»»

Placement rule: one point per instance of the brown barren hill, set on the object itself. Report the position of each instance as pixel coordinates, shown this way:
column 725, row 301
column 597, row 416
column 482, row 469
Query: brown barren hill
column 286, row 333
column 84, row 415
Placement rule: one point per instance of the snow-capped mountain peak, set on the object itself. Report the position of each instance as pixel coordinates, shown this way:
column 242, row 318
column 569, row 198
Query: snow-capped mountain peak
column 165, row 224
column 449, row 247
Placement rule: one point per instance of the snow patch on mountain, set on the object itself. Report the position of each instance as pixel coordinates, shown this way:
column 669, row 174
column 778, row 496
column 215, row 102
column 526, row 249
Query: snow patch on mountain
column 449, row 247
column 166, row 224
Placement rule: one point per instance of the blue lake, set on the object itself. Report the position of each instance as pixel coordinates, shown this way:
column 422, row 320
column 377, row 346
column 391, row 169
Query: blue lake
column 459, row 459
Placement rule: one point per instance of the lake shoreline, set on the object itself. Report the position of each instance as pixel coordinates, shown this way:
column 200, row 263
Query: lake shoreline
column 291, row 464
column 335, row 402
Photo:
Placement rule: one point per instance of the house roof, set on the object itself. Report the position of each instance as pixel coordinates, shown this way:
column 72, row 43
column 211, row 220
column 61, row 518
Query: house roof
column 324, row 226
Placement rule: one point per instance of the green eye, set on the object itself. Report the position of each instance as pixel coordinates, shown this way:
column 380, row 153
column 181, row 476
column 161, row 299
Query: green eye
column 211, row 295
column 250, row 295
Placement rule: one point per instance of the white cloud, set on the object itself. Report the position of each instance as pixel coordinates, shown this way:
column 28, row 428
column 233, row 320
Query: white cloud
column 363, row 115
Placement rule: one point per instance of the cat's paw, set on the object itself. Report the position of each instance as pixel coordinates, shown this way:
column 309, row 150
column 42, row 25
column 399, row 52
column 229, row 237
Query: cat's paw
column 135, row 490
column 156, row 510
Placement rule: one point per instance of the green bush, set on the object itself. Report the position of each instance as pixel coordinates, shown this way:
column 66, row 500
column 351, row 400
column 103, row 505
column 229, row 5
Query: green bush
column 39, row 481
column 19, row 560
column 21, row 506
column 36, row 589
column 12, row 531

««

Reproduce the items word for word, from their first line through the line that contains "column 324, row 226".

Placement rule: one point per instance of the brown barren hill, set on the object itself. Report the position of each instance as pixel coordinates, shown this way:
column 725, row 301
column 597, row 416
column 482, row 469
Query: brown barren hill
column 286, row 333
column 84, row 415
Placement rule: one point per instance of the snow-capped mountain peak, set on the object itself. Report the position of each instance as pixel coordinates, shown this way:
column 242, row 318
column 569, row 198
Query: snow-capped mountain peak
column 165, row 224
column 449, row 247
Placement rule: one point per instance of the snow patch on mountain, set on the object itself. Report the position of each instance as pixel coordinates, shown this way:
column 669, row 174
column 778, row 496
column 215, row 102
column 526, row 249
Query: snow patch on mountain
column 449, row 247
column 166, row 224
Placement rule: one point per instance of the blue lake, set on the object itself. Report the position of each instance as pixel coordinates, shown this way:
column 422, row 320
column 377, row 346
column 391, row 169
Query: blue lake
column 459, row 459
Placement rule: one point per instance of the lake shoreline, set on the object itself. Report the position of each instance as pixel coordinates, shown this way:
column 200, row 263
Query: lake shoreline
column 291, row 464
column 335, row 402
Photo:
Placement rule: one point per instance of the house roof, set on the object itself. Report the position of each instance as pixel coordinates, shown this way:
column 72, row 43
column 211, row 220
column 61, row 518
Query: house roof
column 324, row 226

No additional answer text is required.